Written problem: In the entries below, from the line holding "Please identify the green striped" through the last entry, replace each "marker" with "point" and write out only those lines, with everything else unchanged.

Data supplied:
◇ ◇ ◇ ◇ ◇

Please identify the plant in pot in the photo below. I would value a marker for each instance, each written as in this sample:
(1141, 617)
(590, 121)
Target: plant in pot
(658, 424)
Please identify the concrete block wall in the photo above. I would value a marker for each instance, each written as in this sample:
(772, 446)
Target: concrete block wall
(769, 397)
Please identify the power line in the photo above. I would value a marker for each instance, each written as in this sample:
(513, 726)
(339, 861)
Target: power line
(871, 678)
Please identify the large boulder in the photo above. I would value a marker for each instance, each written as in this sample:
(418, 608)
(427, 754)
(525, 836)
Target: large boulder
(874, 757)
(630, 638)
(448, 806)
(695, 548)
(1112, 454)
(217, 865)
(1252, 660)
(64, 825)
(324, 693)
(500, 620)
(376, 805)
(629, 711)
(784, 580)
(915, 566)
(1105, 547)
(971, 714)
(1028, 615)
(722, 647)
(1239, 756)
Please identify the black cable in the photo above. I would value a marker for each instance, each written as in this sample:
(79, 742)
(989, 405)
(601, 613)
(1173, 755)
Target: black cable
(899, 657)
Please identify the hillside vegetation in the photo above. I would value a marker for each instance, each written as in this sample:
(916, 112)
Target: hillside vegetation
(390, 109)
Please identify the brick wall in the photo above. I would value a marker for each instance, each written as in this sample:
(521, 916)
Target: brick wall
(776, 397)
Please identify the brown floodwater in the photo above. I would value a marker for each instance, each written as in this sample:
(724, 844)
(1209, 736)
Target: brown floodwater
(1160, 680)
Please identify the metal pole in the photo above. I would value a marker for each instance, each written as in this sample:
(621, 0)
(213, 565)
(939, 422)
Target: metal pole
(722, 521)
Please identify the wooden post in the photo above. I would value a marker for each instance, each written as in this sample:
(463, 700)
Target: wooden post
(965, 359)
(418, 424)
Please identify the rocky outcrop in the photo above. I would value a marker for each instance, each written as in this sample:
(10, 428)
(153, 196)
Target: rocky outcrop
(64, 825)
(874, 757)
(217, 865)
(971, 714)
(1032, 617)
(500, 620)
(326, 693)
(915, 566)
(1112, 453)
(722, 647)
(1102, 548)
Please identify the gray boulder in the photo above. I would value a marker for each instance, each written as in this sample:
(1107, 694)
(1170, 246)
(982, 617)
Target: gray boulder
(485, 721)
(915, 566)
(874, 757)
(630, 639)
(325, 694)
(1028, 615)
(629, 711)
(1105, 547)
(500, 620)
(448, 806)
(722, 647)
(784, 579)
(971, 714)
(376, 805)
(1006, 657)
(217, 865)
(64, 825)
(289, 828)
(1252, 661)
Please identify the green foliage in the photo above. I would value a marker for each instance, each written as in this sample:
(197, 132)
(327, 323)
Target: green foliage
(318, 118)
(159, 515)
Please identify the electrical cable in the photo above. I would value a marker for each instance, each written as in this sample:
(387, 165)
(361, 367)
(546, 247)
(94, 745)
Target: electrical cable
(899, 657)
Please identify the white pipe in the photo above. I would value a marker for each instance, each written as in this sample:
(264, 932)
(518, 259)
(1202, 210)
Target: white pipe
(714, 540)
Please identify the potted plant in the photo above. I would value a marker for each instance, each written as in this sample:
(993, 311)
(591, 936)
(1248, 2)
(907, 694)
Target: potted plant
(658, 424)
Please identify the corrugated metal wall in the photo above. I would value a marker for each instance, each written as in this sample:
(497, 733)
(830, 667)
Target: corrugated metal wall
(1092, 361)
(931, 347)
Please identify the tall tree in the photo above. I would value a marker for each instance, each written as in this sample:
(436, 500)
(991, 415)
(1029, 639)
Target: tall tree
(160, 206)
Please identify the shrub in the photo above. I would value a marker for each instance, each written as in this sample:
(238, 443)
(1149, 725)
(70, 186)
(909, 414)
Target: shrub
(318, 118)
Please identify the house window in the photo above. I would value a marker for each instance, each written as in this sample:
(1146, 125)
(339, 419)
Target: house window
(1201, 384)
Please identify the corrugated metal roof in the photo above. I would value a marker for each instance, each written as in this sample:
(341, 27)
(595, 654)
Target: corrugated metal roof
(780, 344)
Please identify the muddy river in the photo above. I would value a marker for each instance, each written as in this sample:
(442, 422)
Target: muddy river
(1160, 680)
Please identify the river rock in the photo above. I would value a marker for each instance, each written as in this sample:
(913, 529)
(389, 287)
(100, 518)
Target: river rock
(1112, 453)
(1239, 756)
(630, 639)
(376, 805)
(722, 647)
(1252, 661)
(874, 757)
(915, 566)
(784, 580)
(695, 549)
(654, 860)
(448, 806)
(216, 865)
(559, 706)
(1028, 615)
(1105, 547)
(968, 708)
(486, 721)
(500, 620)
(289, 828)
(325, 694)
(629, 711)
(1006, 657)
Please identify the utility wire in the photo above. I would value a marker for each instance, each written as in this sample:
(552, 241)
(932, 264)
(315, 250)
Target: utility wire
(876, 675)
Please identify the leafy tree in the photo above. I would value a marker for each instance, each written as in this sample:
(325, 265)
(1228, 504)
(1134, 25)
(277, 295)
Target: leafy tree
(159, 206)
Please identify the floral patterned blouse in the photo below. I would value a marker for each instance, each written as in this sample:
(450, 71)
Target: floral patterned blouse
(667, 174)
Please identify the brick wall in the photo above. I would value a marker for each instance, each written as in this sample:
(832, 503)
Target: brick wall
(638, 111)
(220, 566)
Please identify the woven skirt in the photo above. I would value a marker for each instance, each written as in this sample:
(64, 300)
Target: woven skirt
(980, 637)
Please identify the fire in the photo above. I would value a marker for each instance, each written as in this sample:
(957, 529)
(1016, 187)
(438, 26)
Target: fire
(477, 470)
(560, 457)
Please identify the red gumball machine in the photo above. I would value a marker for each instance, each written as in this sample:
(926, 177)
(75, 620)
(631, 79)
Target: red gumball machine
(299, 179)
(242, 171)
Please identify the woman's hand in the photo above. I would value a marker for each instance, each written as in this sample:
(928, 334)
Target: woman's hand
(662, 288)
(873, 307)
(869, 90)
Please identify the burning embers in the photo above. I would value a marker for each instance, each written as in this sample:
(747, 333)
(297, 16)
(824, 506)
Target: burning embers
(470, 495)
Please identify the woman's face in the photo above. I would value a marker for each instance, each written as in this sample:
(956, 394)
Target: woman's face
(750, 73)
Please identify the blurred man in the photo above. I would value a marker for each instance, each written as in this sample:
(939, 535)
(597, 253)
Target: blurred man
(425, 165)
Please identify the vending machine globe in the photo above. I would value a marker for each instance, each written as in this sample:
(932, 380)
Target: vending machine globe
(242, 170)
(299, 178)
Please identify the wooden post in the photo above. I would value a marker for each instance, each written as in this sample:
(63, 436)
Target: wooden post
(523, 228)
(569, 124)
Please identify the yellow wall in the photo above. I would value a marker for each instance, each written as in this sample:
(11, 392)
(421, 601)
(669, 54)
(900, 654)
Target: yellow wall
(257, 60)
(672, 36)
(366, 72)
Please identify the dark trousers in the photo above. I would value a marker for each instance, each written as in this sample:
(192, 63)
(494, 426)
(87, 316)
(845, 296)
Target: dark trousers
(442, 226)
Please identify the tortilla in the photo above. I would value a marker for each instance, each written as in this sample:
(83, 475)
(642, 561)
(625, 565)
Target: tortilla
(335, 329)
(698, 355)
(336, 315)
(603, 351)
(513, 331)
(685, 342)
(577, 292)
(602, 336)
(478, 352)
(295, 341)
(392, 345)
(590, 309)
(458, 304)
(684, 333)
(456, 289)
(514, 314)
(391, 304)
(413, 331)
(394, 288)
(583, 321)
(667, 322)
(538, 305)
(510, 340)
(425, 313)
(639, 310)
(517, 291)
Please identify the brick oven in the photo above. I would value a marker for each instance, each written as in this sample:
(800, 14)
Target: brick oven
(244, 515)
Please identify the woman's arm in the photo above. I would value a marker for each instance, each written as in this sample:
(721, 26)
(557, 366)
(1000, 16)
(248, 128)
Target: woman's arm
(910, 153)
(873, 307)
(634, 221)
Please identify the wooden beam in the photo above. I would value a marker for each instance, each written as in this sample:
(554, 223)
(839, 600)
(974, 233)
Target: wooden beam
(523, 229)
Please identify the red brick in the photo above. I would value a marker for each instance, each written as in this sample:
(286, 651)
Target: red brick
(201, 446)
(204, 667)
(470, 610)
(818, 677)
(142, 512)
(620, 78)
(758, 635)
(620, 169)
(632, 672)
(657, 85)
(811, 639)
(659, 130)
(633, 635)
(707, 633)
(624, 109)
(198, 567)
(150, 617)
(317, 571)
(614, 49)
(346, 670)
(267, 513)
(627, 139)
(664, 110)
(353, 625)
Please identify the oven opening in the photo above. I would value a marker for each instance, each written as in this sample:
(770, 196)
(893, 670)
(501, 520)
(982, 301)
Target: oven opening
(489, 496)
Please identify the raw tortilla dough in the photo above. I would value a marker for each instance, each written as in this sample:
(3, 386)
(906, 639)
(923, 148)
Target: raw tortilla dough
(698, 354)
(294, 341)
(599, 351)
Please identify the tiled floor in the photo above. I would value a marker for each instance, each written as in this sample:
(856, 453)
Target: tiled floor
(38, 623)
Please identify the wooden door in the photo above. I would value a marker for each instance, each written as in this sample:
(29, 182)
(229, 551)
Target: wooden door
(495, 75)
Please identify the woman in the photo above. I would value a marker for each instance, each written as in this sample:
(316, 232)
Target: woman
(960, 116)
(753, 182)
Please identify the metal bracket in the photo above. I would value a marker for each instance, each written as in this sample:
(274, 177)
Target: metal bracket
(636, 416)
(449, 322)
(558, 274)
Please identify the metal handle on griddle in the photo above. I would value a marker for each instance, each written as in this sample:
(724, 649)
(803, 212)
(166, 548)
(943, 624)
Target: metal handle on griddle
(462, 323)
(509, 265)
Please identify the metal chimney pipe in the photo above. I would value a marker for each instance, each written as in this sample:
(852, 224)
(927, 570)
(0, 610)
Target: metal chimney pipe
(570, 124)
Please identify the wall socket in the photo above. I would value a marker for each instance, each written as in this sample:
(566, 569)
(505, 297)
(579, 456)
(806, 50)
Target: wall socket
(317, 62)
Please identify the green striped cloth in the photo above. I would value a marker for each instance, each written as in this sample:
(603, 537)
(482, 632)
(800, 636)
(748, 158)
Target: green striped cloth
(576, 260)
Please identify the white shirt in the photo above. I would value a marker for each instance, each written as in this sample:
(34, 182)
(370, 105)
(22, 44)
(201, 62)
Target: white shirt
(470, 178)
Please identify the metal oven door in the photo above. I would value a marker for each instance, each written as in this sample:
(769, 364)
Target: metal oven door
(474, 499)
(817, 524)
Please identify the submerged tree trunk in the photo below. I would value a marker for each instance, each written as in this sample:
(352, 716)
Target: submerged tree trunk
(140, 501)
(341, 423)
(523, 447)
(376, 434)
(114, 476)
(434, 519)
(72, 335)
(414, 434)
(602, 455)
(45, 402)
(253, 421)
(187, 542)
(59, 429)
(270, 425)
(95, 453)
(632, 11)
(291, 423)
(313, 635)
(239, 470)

◇ ◇ ◇ ◇ ◇

Solution to the problem:
Please identify the green striped cloth in the photo above. I would value a point for each instance, each written as in this sample:
(603, 537)
(482, 632)
(800, 636)
(748, 158)
Target: green striped cloth
(576, 260)
Please identify the white shirt in the photo above. I would value a point for each instance, each written as in this sample:
(34, 182)
(370, 105)
(22, 44)
(201, 62)
Target: white shirt
(470, 178)
Please identify the metal oven door in the photo above. I would value a point for each instance, each written as in this sample:
(769, 364)
Target: metal oven door
(474, 499)
(817, 524)
Please identify the submerged tree trunk in the photo below. I would value a point for each instance, each written as in this sample:
(352, 716)
Target: submerged tree trunk
(140, 501)
(341, 423)
(523, 447)
(376, 434)
(114, 476)
(434, 519)
(72, 335)
(414, 434)
(602, 455)
(45, 402)
(253, 421)
(187, 542)
(59, 429)
(270, 425)
(95, 453)
(632, 11)
(291, 423)
(313, 635)
(239, 470)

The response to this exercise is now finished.